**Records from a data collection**
━━━
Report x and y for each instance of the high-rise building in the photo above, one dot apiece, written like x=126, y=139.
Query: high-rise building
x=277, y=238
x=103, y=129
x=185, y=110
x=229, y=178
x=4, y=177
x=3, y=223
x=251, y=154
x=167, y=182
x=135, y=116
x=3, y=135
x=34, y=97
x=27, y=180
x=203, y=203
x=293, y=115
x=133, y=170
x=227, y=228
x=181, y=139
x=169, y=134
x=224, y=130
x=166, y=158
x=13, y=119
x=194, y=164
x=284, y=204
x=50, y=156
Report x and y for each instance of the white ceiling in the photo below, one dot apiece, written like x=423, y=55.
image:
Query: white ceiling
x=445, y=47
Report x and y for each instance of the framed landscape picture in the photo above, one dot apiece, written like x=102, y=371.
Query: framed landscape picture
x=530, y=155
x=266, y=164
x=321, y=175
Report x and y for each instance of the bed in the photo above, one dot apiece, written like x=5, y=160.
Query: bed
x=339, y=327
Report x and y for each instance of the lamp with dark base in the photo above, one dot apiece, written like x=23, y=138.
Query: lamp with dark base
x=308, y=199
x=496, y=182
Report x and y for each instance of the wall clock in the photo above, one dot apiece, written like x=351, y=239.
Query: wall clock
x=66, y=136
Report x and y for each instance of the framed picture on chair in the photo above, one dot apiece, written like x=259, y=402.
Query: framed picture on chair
━━━
**What you should do**
Every single record must be transcribed exactly as it stands.

**Written solution**
Report x and y for each instance of the high-rise building in the photo above, one dot apiece, written like x=126, y=139.
Query: high-rise building
x=277, y=238
x=103, y=129
x=185, y=110
x=229, y=178
x=4, y=177
x=3, y=223
x=251, y=154
x=167, y=182
x=135, y=116
x=3, y=135
x=34, y=97
x=27, y=180
x=203, y=203
x=293, y=115
x=133, y=170
x=227, y=228
x=181, y=139
x=169, y=134
x=224, y=130
x=166, y=158
x=13, y=119
x=194, y=164
x=284, y=204
x=50, y=156
Report x and y for each instance of the white ceiling in the photo below, one dot apiece, written like x=423, y=55.
image:
Query: white ceiling
x=445, y=47
Report x and y for each instance of the framed landscape picture in the photo above, one dot apiece, written like x=102, y=371.
Query: framed landscape picture
x=530, y=155
x=266, y=164
x=321, y=175
Report x and y for each instance of the bed in the photo above, one dot apiece, written like x=5, y=160.
Query: bed
x=339, y=327
Report x and y for each instance of the lamp with dark base in the photo above, one dot apiece, written like x=23, y=138.
Query: lamp with dark base
x=308, y=199
x=496, y=182
Report x and y for each instance of the wall clock in the photo above, one dot apiece, written like x=351, y=239.
Query: wall clock
x=66, y=136
Report x and y for each instance of the framed picture on chair in the photo above, one dot apiece, written like x=259, y=402.
Query: framed picture on chair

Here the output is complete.